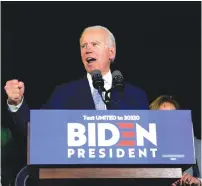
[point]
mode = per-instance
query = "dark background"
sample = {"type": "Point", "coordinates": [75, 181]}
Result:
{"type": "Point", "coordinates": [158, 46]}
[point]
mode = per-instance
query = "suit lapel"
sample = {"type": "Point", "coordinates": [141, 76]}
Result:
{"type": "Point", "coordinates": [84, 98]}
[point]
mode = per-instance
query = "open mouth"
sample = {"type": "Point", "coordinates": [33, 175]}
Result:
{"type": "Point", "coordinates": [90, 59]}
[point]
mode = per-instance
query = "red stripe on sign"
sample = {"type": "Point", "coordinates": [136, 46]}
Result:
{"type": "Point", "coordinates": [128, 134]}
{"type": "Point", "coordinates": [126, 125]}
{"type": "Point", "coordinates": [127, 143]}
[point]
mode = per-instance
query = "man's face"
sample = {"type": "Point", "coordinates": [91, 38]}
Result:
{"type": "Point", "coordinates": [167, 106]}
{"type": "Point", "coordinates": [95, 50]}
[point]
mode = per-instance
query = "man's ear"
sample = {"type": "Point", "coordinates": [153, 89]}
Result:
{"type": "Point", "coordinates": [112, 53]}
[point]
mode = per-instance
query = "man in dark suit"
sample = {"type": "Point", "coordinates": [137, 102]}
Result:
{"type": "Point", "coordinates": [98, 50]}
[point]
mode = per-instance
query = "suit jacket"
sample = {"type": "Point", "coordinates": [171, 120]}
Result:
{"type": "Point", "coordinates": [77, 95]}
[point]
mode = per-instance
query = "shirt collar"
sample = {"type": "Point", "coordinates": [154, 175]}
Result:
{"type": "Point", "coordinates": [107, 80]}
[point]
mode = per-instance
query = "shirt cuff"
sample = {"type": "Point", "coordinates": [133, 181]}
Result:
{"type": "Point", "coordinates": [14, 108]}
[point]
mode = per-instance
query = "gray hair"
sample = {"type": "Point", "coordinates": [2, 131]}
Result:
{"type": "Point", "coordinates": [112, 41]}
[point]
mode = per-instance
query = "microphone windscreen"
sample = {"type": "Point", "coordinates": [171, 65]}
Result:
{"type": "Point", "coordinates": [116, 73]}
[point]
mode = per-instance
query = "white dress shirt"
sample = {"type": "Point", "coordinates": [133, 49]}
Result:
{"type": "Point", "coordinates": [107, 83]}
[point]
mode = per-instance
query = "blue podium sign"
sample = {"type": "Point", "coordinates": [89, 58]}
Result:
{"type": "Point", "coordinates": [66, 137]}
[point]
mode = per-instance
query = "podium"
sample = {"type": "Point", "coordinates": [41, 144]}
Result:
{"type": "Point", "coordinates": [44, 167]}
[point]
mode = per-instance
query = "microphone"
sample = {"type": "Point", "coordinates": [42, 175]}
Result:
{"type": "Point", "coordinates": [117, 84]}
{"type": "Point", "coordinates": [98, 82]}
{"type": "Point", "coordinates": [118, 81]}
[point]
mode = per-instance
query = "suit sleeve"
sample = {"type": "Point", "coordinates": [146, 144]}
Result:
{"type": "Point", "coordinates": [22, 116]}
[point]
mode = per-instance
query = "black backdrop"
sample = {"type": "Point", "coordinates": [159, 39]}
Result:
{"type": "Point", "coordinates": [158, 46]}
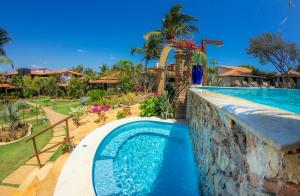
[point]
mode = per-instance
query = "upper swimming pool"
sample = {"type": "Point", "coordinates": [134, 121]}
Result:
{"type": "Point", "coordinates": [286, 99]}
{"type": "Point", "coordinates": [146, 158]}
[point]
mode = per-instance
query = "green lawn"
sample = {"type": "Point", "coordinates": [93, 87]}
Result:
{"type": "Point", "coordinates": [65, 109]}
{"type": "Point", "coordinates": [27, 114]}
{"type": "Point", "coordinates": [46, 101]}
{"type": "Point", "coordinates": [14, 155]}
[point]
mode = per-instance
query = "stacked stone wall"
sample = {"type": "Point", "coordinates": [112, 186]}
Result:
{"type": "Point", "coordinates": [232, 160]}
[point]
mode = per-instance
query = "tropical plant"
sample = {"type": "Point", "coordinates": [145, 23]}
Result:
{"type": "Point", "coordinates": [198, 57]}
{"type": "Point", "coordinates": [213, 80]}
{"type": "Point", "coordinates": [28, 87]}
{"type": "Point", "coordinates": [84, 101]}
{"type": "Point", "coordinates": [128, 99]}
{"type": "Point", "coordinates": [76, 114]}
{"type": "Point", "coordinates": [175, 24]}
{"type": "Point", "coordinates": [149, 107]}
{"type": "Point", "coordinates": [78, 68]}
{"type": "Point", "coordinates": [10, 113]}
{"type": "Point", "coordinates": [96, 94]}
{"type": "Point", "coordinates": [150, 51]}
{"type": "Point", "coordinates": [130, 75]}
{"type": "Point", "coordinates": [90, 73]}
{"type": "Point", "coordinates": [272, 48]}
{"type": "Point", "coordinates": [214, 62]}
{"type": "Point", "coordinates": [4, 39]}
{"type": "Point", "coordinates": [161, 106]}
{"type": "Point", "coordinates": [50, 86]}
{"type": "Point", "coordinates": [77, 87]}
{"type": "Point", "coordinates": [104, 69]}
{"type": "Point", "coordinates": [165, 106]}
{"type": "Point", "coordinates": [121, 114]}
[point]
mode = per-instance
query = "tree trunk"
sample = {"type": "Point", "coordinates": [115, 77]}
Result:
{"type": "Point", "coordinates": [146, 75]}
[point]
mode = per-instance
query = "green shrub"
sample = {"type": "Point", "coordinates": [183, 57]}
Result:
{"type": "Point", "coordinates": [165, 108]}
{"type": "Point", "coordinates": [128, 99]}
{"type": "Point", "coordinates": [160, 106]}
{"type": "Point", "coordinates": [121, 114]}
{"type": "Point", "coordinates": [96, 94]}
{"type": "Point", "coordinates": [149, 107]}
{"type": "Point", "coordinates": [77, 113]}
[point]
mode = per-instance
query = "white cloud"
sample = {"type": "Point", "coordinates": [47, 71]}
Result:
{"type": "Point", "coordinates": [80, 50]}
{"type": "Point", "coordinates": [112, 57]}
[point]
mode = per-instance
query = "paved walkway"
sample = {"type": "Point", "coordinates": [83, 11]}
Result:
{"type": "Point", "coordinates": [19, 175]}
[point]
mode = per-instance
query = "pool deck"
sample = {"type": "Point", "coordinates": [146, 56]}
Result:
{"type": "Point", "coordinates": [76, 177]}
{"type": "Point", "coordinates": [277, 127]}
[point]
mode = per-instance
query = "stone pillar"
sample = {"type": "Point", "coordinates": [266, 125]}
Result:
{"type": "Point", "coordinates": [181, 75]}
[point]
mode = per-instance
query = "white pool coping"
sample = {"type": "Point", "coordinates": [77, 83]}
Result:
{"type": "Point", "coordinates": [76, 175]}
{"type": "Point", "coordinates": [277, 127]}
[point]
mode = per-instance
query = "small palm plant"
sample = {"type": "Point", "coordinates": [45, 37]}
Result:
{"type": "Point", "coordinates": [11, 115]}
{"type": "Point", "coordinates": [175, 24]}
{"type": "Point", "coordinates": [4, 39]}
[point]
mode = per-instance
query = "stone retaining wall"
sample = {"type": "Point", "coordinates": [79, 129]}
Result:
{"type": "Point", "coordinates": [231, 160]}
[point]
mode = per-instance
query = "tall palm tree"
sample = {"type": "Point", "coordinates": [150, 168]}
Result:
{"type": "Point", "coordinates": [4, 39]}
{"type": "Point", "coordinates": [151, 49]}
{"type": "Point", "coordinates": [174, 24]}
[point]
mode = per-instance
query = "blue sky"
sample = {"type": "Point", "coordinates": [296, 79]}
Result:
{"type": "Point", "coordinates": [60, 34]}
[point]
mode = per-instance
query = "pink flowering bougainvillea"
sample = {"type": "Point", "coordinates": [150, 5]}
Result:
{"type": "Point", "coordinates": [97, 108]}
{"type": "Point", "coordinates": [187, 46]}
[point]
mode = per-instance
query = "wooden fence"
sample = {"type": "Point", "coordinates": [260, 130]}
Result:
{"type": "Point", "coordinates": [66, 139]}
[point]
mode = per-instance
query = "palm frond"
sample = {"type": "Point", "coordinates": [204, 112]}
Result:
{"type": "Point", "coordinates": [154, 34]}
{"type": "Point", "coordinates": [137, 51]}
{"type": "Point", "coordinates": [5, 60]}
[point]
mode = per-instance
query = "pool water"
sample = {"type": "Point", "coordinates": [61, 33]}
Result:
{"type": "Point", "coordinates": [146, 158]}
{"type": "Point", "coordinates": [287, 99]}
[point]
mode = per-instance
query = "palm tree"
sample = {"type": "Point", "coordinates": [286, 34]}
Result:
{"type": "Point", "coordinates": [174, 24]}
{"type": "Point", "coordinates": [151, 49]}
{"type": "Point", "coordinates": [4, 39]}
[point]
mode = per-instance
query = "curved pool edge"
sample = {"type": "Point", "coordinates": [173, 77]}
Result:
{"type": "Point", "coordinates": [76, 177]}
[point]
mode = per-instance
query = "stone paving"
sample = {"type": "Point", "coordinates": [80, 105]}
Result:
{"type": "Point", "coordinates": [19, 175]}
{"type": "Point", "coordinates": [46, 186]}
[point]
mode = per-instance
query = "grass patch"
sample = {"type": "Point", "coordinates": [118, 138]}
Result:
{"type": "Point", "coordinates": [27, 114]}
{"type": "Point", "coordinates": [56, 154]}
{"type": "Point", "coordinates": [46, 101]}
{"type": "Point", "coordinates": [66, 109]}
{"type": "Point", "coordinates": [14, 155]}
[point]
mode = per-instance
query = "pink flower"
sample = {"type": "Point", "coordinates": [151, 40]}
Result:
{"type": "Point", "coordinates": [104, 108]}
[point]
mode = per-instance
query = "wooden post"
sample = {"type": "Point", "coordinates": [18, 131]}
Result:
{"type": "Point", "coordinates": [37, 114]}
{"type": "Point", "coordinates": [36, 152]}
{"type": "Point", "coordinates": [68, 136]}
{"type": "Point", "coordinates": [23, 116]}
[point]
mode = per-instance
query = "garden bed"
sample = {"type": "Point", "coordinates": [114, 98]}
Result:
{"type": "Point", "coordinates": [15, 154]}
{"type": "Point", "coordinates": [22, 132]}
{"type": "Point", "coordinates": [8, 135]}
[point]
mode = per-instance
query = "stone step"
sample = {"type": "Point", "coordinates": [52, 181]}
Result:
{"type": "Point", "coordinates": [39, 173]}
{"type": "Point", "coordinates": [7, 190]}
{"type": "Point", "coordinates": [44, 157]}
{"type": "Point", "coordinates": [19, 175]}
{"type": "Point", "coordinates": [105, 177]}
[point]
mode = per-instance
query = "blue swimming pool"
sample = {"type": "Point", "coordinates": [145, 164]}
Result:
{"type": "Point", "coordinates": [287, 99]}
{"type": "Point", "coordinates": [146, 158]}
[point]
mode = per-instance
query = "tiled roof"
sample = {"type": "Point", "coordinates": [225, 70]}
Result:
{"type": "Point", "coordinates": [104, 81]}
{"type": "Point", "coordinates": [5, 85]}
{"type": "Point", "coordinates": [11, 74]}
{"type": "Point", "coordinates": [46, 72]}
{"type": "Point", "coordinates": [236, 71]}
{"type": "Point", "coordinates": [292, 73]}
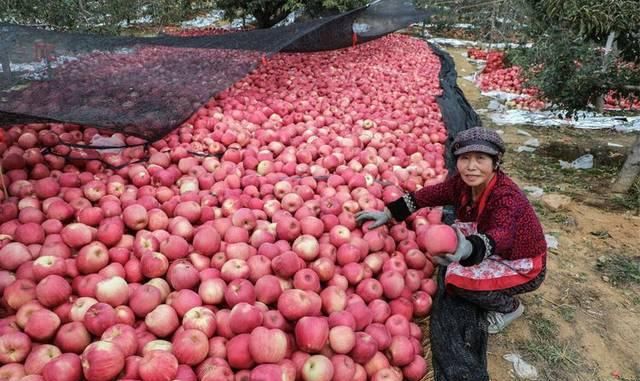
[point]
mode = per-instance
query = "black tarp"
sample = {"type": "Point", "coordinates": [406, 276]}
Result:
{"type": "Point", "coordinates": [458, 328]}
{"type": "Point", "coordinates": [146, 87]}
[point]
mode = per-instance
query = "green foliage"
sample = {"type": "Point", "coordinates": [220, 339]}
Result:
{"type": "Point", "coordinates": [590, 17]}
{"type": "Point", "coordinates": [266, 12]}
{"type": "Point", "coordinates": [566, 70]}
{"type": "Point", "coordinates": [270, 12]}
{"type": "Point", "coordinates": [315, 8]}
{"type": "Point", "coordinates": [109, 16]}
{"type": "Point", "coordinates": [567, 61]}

* * *

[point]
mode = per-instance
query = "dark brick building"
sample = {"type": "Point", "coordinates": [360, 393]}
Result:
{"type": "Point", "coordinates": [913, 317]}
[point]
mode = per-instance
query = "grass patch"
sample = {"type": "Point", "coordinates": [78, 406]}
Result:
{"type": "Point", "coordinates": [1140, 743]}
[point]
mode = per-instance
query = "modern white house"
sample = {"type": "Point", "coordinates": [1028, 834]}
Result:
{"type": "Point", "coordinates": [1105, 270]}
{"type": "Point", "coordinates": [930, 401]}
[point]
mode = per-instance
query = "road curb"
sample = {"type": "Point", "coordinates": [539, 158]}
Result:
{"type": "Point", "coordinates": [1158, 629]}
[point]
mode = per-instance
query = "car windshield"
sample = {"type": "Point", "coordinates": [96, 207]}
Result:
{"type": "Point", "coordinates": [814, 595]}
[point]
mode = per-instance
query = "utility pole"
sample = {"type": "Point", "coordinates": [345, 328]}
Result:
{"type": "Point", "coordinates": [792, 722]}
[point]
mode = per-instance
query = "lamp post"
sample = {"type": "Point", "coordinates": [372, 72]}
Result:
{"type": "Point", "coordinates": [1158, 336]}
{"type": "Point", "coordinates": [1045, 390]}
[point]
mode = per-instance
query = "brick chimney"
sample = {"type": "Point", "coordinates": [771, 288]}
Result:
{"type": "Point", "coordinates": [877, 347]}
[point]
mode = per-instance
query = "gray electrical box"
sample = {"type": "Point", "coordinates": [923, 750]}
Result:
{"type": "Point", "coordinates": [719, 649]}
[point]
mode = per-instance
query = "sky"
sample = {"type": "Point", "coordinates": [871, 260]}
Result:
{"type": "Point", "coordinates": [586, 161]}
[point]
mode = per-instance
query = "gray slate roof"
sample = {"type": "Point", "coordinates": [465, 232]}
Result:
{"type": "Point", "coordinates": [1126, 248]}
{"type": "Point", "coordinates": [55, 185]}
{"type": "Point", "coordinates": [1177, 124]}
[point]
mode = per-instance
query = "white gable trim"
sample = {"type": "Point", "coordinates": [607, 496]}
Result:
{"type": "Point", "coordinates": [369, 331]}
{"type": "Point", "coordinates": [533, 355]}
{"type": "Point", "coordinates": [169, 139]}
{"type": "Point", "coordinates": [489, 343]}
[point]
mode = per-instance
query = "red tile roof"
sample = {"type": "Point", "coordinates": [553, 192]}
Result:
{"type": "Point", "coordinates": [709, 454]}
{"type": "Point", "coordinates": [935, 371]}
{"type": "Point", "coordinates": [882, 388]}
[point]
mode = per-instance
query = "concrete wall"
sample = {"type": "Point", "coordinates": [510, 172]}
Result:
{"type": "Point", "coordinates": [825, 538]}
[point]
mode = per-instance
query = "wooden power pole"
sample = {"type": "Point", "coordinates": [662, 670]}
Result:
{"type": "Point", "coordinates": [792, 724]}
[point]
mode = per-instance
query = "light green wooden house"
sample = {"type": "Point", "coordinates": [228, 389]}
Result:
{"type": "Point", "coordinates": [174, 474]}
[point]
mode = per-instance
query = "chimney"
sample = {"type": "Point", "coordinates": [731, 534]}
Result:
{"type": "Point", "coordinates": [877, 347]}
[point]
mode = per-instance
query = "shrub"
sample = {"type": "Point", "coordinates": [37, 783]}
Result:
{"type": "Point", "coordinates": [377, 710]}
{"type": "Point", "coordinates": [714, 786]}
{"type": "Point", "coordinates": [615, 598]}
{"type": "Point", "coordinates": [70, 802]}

## Exercise goal
Locate every line in the items above that contains the word "house" and copy each of those lines. Uppercase and lowercase letters count as different.

## Correct output
query = "modern white house"
query = "light green wooden house"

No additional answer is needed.